#### PASSAGE

+ + + + +

With a small core group of Orthodox Christians, in 1976 Fr. Manny became pastor of the Greek Orthodox Church of the North Shore (named Resurrection in 1980), which had its home in the borrowed space of Glen Cove's Methodist Church, before moving to the former St. Hyacinth Catholic Church.

"It took aggressive reaching out and welcoming people to the community to begin to build the parish," Fr. Manny remembers. "In the early years, I would look in the phone book for Greek names, phoning people to let them know we were here. I would even knock on the doors of new arrivals to the area."

Today Fr. Manny reflects on the change in demographics of the community.

"In the 80's, no one was moving in," he says. "Today, we have many young couples and children."

So many, in fact, that it has become incumbent upon the community to plan the building of a new Byzantine-styled Orthodox church with more classrooms, meeting space, and, reflecting Fr. Manny's emphasis on the importance of learning, even a library.

Married with Two Sons

Like other Greek Orthodox priests, Fr. Manny chose to marry and have children before being ordained. He and presbytera were married in 1972, John was born five months after this parish was founded, and Alexander five years after that. Although he recognizes the difficulties presented to priests by married life and life with children, he sees beyond these to the advantages of going through problems that are the same as those of his parishioners and seeing things in the parish that give him insight into his own family.

"One of the greatest conflicts to overcome is a priest’s schedule, which keeps him away from home more in the evening, with parish council and youth group meetings, than during the day and makes it difficult to spend time with his wife and children," he says.

"Also, when you're a priest, the problems of your parish can become personal, and you can bring them home without realizing it. Conversely, it is by understanding those problems and the frustrations of your parishioners that you come to understand the issues your own family faces."

+ + + + +

#### SET OF TASKS
1. Translate this sentence from the passage about Fr. Manny into Spanish: "Today Fr. Manny reflects on the change in demographics of the community."
2. Extend the passage about Fr. Manny, picking up right after its final sentence.
The items play no part in any of this.

+ + + + +

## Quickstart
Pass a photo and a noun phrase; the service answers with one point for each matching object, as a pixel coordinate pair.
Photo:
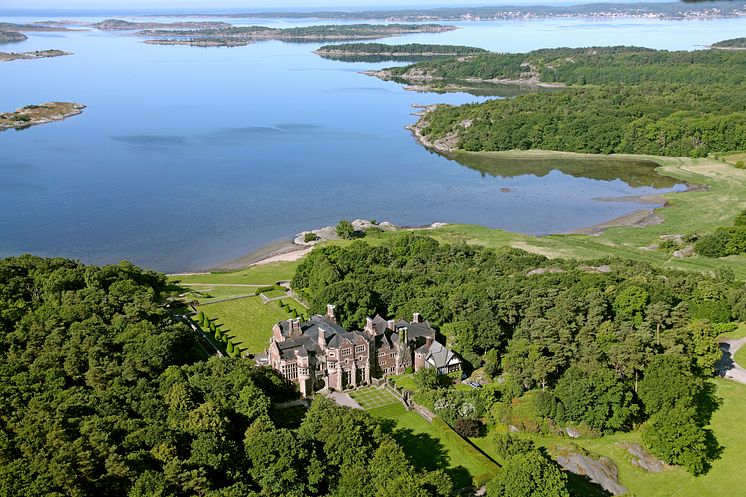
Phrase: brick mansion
(320, 353)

+ + + + +

#### ANSWERS TO THE PROBLEMS
1. Hoy en día, el padre Manny reflexiona sobre el cambio en la demografía de la comunidad.

2.
Glen Cove Community Life

Fr. Manny says that it is the laity of the Church of the Resurrection that keeps him in this community.

"It is a dynamic group of individuals and although, as usual, it is a few people who do a lot of the work, they approach the work more maturely and professionally than from what I hear happens in other parishes."

Missions: Orthodox Unity and Ecumenical Work

In addition to his life as a parish priest, Fr. Manny believes strongly in the importance of being involved in projects related to the faith that go beyond the local sphere to the diocesan and archdiocesan spheres as well as extending to other Orthodox faiths and even non-Orthodox faiths.

At the call of the archdiocese, he has served on the General Assembly of the National Council of Churches in Christ, the Board of Trustees of Church World Service, and a member of the New York/New Jersey Orthodox/Roman Catholic Dialogue. Currently, he is a member of the North American Orthodox/Roman Catholic Consultation (Dialogue) and has been with this body since 1986. He is also a member of the Joint Commission of Oriental and Eastern Orthodox Churches, which, among other activities, conducts an annual prayer service for the UN General Assembly, its employees and the public.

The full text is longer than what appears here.